Stated task:
Output every line below without omitting or altering anything.

#### Record excerpts

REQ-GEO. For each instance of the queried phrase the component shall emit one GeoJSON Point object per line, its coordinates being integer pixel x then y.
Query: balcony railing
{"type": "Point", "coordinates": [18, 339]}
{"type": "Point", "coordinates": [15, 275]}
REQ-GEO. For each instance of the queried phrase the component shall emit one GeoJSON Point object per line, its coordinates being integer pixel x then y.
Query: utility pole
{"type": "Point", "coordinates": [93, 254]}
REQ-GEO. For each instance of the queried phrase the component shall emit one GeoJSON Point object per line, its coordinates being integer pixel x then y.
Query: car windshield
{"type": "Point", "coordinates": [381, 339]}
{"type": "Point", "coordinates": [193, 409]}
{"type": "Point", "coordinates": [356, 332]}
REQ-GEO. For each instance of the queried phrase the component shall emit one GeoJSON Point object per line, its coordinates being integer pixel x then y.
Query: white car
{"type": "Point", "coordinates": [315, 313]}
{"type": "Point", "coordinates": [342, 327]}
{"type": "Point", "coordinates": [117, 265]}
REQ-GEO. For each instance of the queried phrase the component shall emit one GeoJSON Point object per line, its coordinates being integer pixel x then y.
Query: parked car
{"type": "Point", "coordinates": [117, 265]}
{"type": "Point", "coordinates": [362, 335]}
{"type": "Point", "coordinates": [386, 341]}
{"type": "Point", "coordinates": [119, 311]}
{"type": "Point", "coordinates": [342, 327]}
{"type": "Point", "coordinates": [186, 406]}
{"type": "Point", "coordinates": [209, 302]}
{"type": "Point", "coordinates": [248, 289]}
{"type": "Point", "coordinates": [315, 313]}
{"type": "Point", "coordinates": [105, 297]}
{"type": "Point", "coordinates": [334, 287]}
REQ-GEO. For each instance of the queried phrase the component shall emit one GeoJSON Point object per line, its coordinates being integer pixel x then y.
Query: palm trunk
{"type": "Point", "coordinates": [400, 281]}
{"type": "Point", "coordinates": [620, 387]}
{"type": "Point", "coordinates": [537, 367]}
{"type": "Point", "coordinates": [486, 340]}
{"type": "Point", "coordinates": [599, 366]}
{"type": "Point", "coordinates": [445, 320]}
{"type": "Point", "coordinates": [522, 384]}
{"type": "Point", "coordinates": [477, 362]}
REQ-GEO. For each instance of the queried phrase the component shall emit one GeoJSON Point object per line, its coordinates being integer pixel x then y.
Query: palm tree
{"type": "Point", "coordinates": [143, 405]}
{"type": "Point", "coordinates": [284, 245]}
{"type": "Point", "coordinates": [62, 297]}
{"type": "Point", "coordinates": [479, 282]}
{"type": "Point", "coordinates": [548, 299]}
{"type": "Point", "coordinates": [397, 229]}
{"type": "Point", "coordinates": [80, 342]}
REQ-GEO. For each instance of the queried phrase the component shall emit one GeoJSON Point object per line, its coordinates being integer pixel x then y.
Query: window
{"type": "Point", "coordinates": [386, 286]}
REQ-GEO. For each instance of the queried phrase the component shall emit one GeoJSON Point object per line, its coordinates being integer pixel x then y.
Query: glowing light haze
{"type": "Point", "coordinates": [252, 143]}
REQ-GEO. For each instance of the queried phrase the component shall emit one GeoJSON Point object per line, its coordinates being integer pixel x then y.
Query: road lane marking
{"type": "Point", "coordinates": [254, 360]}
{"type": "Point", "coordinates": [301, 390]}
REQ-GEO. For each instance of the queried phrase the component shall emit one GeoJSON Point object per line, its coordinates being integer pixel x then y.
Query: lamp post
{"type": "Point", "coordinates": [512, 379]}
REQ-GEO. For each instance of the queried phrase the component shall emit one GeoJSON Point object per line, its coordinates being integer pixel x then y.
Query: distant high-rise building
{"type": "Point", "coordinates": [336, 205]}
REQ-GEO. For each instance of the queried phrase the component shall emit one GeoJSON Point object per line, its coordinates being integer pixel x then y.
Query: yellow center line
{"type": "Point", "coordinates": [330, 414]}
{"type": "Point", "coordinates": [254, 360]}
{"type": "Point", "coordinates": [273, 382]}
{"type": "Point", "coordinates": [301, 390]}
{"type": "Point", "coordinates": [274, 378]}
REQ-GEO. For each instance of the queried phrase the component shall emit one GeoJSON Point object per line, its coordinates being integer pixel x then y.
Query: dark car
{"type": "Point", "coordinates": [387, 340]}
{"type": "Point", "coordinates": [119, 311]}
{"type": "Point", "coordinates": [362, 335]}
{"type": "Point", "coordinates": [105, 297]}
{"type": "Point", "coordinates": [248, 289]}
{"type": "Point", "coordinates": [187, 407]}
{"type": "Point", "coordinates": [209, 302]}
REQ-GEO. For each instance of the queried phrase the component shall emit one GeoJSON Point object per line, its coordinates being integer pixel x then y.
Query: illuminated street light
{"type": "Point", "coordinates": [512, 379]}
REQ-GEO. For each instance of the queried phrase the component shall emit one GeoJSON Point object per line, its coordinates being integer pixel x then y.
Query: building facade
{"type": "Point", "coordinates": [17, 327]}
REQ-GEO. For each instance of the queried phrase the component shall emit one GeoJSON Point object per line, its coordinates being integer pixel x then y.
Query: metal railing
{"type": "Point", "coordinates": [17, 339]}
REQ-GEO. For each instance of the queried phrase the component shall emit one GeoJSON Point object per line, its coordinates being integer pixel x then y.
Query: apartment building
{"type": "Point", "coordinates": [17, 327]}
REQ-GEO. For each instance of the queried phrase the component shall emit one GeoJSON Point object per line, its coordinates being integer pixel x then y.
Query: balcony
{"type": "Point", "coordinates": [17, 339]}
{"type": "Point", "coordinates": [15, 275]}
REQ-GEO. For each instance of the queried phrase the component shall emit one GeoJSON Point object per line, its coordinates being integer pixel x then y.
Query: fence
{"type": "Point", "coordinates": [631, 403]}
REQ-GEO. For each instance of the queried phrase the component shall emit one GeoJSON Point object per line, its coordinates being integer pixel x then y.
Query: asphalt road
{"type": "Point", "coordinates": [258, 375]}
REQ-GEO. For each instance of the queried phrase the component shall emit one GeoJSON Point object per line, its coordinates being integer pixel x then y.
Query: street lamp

########

Correct response:
REQ-GEO. For each instance of the queried phrase the component shall emit one GeoJSON Point object per line, its coordinates being integer pixel x then y.
Query: balcony railing
{"type": "Point", "coordinates": [18, 339]}
{"type": "Point", "coordinates": [15, 275]}
REQ-GEO. For each instance of the queried phrase the component shall emit one GeoJSON Point object per line, its coordinates being integer pixel x then y.
Query: utility pole
{"type": "Point", "coordinates": [93, 254]}
REQ-GEO. For each instance of the queried phrase the component shall emit one GeoJSON Point object per line, its coordinates being integer pixel x then y.
Query: car windshield
{"type": "Point", "coordinates": [381, 339]}
{"type": "Point", "coordinates": [193, 409]}
{"type": "Point", "coordinates": [356, 332]}
REQ-GEO. For each instance of the queried phrase the component shall emit one GeoJSON Point object per line, its coordinates being integer pixel x then y.
Query: white car
{"type": "Point", "coordinates": [315, 313]}
{"type": "Point", "coordinates": [342, 327]}
{"type": "Point", "coordinates": [117, 265]}
REQ-GEO. For each instance of the queried phrase the component shall emit one GeoJSON Point object per line, its coordinates being integer pixel x then y.
Query: parked car
{"type": "Point", "coordinates": [117, 265]}
{"type": "Point", "coordinates": [362, 335]}
{"type": "Point", "coordinates": [386, 341]}
{"type": "Point", "coordinates": [119, 311]}
{"type": "Point", "coordinates": [342, 327]}
{"type": "Point", "coordinates": [186, 406]}
{"type": "Point", "coordinates": [209, 302]}
{"type": "Point", "coordinates": [248, 289]}
{"type": "Point", "coordinates": [315, 313]}
{"type": "Point", "coordinates": [105, 297]}
{"type": "Point", "coordinates": [334, 287]}
REQ-GEO. For each instance of the queried phrase the component shall emit one GeoJSON Point object per line, its coordinates being integer pixel x then y.
Query: palm trunk
{"type": "Point", "coordinates": [400, 281]}
{"type": "Point", "coordinates": [620, 387]}
{"type": "Point", "coordinates": [537, 367]}
{"type": "Point", "coordinates": [486, 340]}
{"type": "Point", "coordinates": [599, 366]}
{"type": "Point", "coordinates": [445, 320]}
{"type": "Point", "coordinates": [522, 384]}
{"type": "Point", "coordinates": [477, 362]}
REQ-GEO. For each instance of the queried phrase the component shall emit one GeoJSON Point object per line, its coordinates being integer pixel x then y.
Query: palm tree
{"type": "Point", "coordinates": [143, 405]}
{"type": "Point", "coordinates": [284, 245]}
{"type": "Point", "coordinates": [62, 297]}
{"type": "Point", "coordinates": [479, 282]}
{"type": "Point", "coordinates": [548, 299]}
{"type": "Point", "coordinates": [397, 229]}
{"type": "Point", "coordinates": [80, 342]}
REQ-GEO. For each instance of the queried phrase the component shall emit one GeoJSON Point object per line, its coordinates being integer pixel x then y.
Query: window
{"type": "Point", "coordinates": [386, 286]}
REQ-GEO. For each instance of the queried phrase the component shall emit one GeoJSON Point object per line, its coordinates being integer pixel x then y.
Query: glowing light haze
{"type": "Point", "coordinates": [252, 143]}
REQ-GEO. For each instance of the queried phrase the component shall emit one GeoJSON Point object per line, its coordinates being integer pixel x then y.
Query: road lane marking
{"type": "Point", "coordinates": [254, 360]}
{"type": "Point", "coordinates": [301, 390]}
REQ-GEO. For each instance of the queried phrase the component shall emit one GeoJSON Point object per line, its coordinates being integer pixel x then y.
Query: lamp post
{"type": "Point", "coordinates": [512, 379]}
REQ-GEO. For each instance of the queried phrase the component shall emit one GeoJSON Point object per line, its coordinates being integer pixel x then y.
Query: distant high-rise building
{"type": "Point", "coordinates": [336, 205]}
REQ-GEO. For each instance of the queried phrase the component shall emit one GeoJSON Point object per line, its coordinates being integer pixel x then y.
Query: yellow center line
{"type": "Point", "coordinates": [330, 414]}
{"type": "Point", "coordinates": [254, 360]}
{"type": "Point", "coordinates": [273, 382]}
{"type": "Point", "coordinates": [301, 390]}
{"type": "Point", "coordinates": [274, 378]}
REQ-GEO. For each instance of the queried phrase the component shall emit one GeoJSON Point object per line, its coordinates being integer pixel x then y.
Query: dark car
{"type": "Point", "coordinates": [387, 340]}
{"type": "Point", "coordinates": [119, 311]}
{"type": "Point", "coordinates": [362, 335]}
{"type": "Point", "coordinates": [105, 297]}
{"type": "Point", "coordinates": [248, 289]}
{"type": "Point", "coordinates": [187, 407]}
{"type": "Point", "coordinates": [209, 302]}
REQ-GEO. For each instance of the queried phrase the component shall emit one GeoJSON Point object per line, its coordinates being integer pixel x then y.
Query: illuminated street light
{"type": "Point", "coordinates": [512, 379]}
REQ-GEO. For each instance of the queried phrase the component shall emit one GeoJSON Point object per line, its coordinates being integer pixel x then y.
Query: building facade
{"type": "Point", "coordinates": [17, 327]}
REQ-GEO. For each instance of the queried phrase the component shall emit one GeoJSON Point object per line, its coordinates being integer pixel x then y.
Query: metal railing
{"type": "Point", "coordinates": [17, 339]}
REQ-GEO. For each instance of the queried phrase the component shall emit one GeoJSON Point object per line, its coordinates being integer pixel x then y.
Query: apartment building
{"type": "Point", "coordinates": [17, 327]}
REQ-GEO. For each instance of the queried phrase the component shall emit one GeoJSON Point object per line, its coordinates being integer pixel x then y.
Query: balcony
{"type": "Point", "coordinates": [17, 339]}
{"type": "Point", "coordinates": [15, 275]}
REQ-GEO. For each instance of the queried phrase the component shall emit one GeoJSON Point object per line, its coordinates being integer pixel x then y.
Query: fence
{"type": "Point", "coordinates": [631, 403]}
REQ-GEO. For each instance of the queried phrase the component shall emit one GeoJSON Point object per line, its coordinates being integer pixel x then y.
Query: asphalt road
{"type": "Point", "coordinates": [258, 375]}
REQ-GEO. For each instance of the queried phrase the component shall emit one GeoJSON Point object per line, its coordinates being integer pixel x then y.
Query: street lamp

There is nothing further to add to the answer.